[Stored items from a collection]
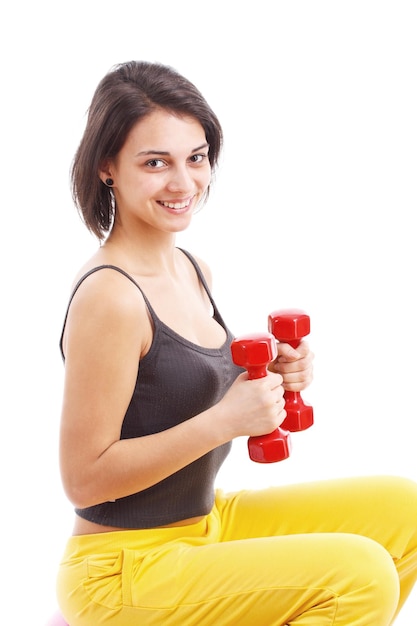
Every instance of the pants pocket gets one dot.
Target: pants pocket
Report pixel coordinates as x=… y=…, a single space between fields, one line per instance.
x=108 y=581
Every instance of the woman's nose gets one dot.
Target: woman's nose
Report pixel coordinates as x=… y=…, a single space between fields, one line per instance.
x=180 y=179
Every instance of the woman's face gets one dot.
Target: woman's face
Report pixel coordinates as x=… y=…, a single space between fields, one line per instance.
x=161 y=173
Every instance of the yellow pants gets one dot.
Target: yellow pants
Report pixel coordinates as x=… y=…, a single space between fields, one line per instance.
x=340 y=553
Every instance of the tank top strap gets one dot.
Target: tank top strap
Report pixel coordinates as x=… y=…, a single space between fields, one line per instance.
x=216 y=312
x=155 y=318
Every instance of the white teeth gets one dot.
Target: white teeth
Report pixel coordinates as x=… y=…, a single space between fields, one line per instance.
x=175 y=205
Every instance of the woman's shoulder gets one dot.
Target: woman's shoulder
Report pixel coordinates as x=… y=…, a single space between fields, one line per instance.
x=202 y=265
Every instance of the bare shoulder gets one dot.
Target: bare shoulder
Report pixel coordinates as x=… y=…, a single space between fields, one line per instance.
x=108 y=303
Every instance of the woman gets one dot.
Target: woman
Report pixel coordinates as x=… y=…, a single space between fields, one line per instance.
x=152 y=402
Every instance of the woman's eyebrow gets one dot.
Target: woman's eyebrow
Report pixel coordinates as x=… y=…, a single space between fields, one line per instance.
x=165 y=153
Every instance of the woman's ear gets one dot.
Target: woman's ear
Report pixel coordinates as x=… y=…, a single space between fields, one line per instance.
x=105 y=174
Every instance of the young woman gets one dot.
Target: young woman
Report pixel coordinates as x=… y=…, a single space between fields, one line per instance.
x=152 y=402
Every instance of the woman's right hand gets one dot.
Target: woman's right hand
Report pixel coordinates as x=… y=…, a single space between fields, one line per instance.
x=253 y=407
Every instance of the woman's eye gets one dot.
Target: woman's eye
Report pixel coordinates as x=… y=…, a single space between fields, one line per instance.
x=198 y=158
x=155 y=163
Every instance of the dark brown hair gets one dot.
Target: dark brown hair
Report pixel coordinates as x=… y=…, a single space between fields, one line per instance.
x=128 y=93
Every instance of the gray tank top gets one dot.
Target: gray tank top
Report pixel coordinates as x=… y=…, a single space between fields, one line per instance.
x=176 y=380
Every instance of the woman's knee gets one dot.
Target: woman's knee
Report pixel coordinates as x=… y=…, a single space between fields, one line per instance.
x=371 y=579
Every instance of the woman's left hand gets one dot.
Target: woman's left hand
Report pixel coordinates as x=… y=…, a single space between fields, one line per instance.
x=295 y=366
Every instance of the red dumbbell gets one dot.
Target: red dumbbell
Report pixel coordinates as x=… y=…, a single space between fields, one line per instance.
x=254 y=352
x=290 y=326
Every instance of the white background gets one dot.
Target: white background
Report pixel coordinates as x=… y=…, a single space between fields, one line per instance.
x=313 y=207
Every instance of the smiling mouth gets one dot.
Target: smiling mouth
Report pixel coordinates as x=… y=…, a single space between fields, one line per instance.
x=176 y=205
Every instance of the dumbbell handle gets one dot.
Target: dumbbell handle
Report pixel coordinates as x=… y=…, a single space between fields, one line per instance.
x=290 y=326
x=254 y=352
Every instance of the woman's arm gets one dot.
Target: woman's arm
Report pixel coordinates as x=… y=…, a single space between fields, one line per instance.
x=108 y=330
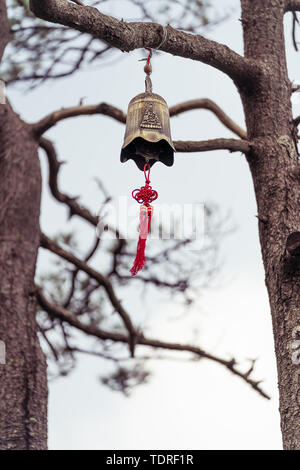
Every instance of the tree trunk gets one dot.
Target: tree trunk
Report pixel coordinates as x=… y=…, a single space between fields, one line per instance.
x=23 y=381
x=275 y=170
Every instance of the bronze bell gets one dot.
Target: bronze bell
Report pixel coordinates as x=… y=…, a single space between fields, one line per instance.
x=148 y=136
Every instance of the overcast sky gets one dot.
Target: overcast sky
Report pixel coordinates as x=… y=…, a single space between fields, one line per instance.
x=186 y=405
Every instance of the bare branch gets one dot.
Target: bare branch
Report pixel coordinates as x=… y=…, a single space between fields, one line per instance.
x=54 y=166
x=103 y=281
x=233 y=145
x=292 y=5
x=129 y=36
x=294 y=24
x=53 y=118
x=64 y=315
x=75 y=272
x=205 y=103
x=4 y=27
x=109 y=110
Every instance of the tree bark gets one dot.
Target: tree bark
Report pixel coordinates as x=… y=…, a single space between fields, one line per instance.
x=274 y=165
x=23 y=381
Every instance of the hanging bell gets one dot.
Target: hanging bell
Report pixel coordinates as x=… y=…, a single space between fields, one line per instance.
x=148 y=136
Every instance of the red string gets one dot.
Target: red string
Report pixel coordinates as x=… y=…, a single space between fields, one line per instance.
x=149 y=56
x=143 y=196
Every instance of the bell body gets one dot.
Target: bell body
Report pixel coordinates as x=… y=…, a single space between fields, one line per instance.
x=147 y=136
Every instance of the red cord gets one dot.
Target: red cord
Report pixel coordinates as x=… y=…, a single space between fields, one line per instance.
x=149 y=56
x=143 y=196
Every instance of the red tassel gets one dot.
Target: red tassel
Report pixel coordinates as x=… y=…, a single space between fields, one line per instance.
x=145 y=220
x=145 y=195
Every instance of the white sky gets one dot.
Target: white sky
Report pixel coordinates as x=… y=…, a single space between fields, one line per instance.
x=186 y=405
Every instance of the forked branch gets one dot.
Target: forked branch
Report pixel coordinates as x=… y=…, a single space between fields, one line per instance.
x=292 y=5
x=103 y=281
x=106 y=109
x=57 y=311
x=128 y=36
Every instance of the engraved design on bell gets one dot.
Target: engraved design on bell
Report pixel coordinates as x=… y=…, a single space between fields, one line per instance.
x=150 y=119
x=147 y=136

> _What is being asked_:
Identify the lines of the data that contain the word "string". Copy each of them.

> _Solution to this exercise_:
Every instance of the red string gets one dot.
Target: red string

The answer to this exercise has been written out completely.